THE PROBLEM: Restate every record that follows, keeping it exact.

AVAILABLE DATA:

*** Begin section ***

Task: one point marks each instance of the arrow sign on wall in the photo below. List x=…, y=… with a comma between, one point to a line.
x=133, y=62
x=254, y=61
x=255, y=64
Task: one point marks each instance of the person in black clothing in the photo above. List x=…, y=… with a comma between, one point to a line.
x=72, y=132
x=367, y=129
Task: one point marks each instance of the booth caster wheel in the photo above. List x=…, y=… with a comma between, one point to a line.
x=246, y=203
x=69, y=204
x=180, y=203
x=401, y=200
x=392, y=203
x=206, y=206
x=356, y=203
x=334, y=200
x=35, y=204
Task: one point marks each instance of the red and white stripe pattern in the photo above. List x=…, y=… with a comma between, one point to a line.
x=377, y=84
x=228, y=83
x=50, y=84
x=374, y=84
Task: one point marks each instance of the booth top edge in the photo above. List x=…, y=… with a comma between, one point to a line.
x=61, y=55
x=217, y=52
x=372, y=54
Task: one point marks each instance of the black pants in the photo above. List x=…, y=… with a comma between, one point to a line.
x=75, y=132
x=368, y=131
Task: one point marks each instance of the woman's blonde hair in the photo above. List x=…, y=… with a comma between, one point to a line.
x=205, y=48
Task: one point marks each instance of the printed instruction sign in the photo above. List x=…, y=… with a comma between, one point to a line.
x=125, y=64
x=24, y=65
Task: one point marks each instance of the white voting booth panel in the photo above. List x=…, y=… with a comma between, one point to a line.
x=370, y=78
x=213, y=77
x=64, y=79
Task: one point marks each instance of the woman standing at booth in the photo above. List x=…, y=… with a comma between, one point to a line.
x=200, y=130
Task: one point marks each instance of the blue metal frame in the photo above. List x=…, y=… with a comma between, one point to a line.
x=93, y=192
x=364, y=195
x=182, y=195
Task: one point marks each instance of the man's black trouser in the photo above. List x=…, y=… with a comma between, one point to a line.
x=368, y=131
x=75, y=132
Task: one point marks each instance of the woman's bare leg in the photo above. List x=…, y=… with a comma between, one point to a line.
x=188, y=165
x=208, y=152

*** End section ***

TASK SOLUTION:
Task: one point marks each instance of the arrow sign on wall in the photo below. List x=…, y=… with a comma between, one point to a line.
x=133, y=62
x=254, y=61
x=255, y=64
Task: one point marks each instance of the person in black clothing in the photo above. List x=…, y=… with a comma between, one point to a line.
x=72, y=132
x=367, y=129
Task: one point marks each instance of the booth caster wheel in the photo above. List x=…, y=… with a comma between, one point to a line.
x=246, y=203
x=69, y=204
x=180, y=203
x=401, y=200
x=392, y=203
x=206, y=206
x=356, y=203
x=334, y=200
x=35, y=204
Task: one point marks each instance of the red and white stripe pattern in the photo above. List x=…, y=… with a comma between, one point to a line.
x=377, y=84
x=228, y=83
x=50, y=84
x=374, y=84
Task: one point marks each instance of the booth top edge in the photo above. List x=…, y=… with a comma between, one point to a line.
x=61, y=55
x=217, y=52
x=372, y=54
Task: one point marks each instance of the black pants in the photo above. List x=…, y=… with a comma between, one point to a line.
x=75, y=132
x=368, y=131
Task: one point marks each instance of the woman's blonde hair in the photo above. List x=…, y=… with a comma between, one point to a line.
x=205, y=48
Task: one point marks each instance of the printed instruction sign in the photo above. List x=…, y=… with a comma between, one point to a line.
x=125, y=64
x=24, y=65
Task: one point marks each instance of the white voting booth panel in the photo above. List x=…, y=… with a comma between, one point to a line.
x=370, y=78
x=213, y=77
x=64, y=79
Task: one point marks each instance of the woman standing at booth in the photo above. List x=…, y=… with a comma between, one point to a line.
x=200, y=130
Task: one point marks each instance of the blue metal frame in the photo above. List x=…, y=… with a comma between, one point to a line.
x=93, y=192
x=364, y=195
x=182, y=195
Task: one point marks each instance of the man's black trouser in the photo above. List x=…, y=… with a comma between, one point to a line.
x=368, y=131
x=75, y=132
Task: one point marks each instance of the woman's bare leg in the photo above. List x=…, y=… with a comma between, one point to a line.
x=188, y=165
x=208, y=152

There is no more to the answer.